Consigne A: Recopiez fidèlement le passage de l'extrait situé entre "1Il est des" et "Ouologuem contre l’Afrique ?", ces deux segments compris.

Extrait:
•••
Colloques en ligne

Joël Bertrand

 Ouologuem à boulets rouges

1Il est des livres qui vous accompagnent toute votre vie, qui à un moment éclairent votre chemin, et ne cessent de le faire. Le Devoir de violence est, pour moi, de ceux-là. Et c’est à ce titre de lecteur intarissable et de passionné de l’œuvre de Yambo Ouologuem que je souhaite envisager une approche et une interprétation du Devoir de violence nourries de lectures croisées et d’une longue expérience africaine. Une façon aussi de rendre hommage à un livre qui m’a fait, et qui profère des choses majeures sur un continent qui m’est cher.

Ouologuem contre l’Afrique ?

2Malgré l’obtention du Prix Renaudot – ou à cause de … – Le Devoir de Violence n’a pas été bien accueilli dans les cercles intellectuels africains de l’époque. Cette présentation du continent où tout semble se résumer à la violence, aux conflits, affrontements et à la mort, veulerie, sans compter stupre et fornication – quand chacun, tant au niveau culturel que politique, œuvre à le réhabiliter, à attester de sa grandeur et à louer sa fierté – est une abomination, violemment rejetée. Abiola Irele parle de : « a meandering succession of sordid happenings, excesses and extravagances, presented as an historical narrative of a fictitious but typical African Empire1. »

3Une telle mise en scène est perçue comme une volonté de l’auteur de salir son continent et les siens. Cela relève de la traîtrise. Il est dès lors un « vendu aux Blancs », si l’on se refère à ces propos de Senghor en 1969 :

« Je ne nie pas son très grand talent, […]. Je ne veux pas employer un mot sévère, quand on voit des nègres puisqu’il faut les appeler par leur nom, qui ont un succès littéraire et qui disent aux blancs ce qui est agréable aux blancs, et qui n’osent pas affirmer leur foi dans leur ethnie, dans leurs idées. On ne peut pas faire une œuvre positive quand on nie tous ses ancêtres2. »

4Pourtant, tout n’est pas sinistre dans l’Afrique du Devoir de Violence. Il y a aussi de la beauté.
•••
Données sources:
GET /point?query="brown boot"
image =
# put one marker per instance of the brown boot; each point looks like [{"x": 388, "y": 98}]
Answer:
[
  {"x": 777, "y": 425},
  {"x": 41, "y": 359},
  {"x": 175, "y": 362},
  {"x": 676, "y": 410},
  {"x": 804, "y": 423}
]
•••
Consigne B: Transformez les lignes de l'ensemble des rangées des données sources en une liste JSON de chaînes, à raison d'une chaîne par ligne, en omettant les lignes vides.

Réponse complète A:
1Il est des livres qui vous accompagnent toute votre vie, qui à un moment éclairent votre chemin, et ne cessent de le faire. Le Devoir de violence est, pour moi, de ceux-là. Et c’est à ce titre de lecteur intarissable et de passionné de l’œuvre de Yambo Ouologuem que je souhaite envisager une approche et une interprétation du Devoir de violence nourries de lectures croisées et d’une longue expérience africaine. Une façon aussi de rendre hommage à un livre qui m’a fait, et qui profère des choses majeures sur un continent qui m’est cher.

Ouologuem contre l’Afrique ?

Réponse complète B:
[
  "GET /point?query=\"brown boot\"",
  "image =",
  "# put one marker per instance of the brown boot; each point looks like [{\"x\": 388, \"y\": 98}]",
  "Answer:",
  "[",
  "  {\"x\": 777, \"y\": 425},",
  "  {\"x\": 41, \"y\": 359},",
  "  {\"x\": 175, \"y\": 362},",
  "  {\"x\": 676, \"y\": 410},",
  "  {\"x\": 804, \"y\": 423}",
  "]"
]